● Task details: Pick out every line of the data that contains the word "black", matching its case exactly, and copy each of those lines.

● Information provided:
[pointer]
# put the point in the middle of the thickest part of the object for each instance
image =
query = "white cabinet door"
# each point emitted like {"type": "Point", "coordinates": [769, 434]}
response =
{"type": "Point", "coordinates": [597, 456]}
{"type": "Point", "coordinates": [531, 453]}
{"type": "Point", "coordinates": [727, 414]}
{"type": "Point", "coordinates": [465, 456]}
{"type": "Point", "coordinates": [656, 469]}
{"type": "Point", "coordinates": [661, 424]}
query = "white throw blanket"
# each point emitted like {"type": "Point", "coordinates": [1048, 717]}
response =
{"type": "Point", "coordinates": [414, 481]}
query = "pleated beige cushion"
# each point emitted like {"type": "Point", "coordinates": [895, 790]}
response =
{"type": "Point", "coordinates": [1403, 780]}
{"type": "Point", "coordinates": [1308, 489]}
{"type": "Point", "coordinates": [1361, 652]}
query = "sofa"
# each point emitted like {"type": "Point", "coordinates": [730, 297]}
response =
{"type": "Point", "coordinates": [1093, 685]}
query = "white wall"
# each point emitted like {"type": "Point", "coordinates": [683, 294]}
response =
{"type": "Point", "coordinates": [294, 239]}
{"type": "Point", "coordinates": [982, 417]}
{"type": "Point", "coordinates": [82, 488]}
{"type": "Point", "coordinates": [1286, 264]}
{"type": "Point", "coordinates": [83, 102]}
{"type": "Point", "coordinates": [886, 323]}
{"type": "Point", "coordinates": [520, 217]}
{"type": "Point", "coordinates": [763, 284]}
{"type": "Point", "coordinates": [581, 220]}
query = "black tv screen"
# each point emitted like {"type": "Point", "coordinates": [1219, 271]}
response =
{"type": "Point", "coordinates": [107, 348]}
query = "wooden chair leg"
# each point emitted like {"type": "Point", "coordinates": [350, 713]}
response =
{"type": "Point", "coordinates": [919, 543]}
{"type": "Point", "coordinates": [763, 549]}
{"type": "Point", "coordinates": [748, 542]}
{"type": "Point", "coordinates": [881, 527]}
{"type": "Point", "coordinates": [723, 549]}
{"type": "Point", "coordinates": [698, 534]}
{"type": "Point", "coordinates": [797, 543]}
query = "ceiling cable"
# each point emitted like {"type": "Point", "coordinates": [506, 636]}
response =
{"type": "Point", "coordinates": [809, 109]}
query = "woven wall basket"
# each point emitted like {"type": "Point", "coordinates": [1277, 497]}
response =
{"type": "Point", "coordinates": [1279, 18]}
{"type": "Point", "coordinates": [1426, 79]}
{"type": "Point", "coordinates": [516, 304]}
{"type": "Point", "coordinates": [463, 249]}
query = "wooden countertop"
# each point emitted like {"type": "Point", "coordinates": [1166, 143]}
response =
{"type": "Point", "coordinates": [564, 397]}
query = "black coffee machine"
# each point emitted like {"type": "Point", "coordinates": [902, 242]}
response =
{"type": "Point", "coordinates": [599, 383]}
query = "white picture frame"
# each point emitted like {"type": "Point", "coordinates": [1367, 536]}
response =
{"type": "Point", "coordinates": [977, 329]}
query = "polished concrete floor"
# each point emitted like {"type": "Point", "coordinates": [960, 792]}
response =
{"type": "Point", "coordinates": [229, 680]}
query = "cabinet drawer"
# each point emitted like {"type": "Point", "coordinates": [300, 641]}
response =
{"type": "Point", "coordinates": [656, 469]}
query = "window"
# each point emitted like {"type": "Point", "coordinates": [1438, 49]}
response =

● Expected answer:
query = "black tv screen"
query = "black coffee machine"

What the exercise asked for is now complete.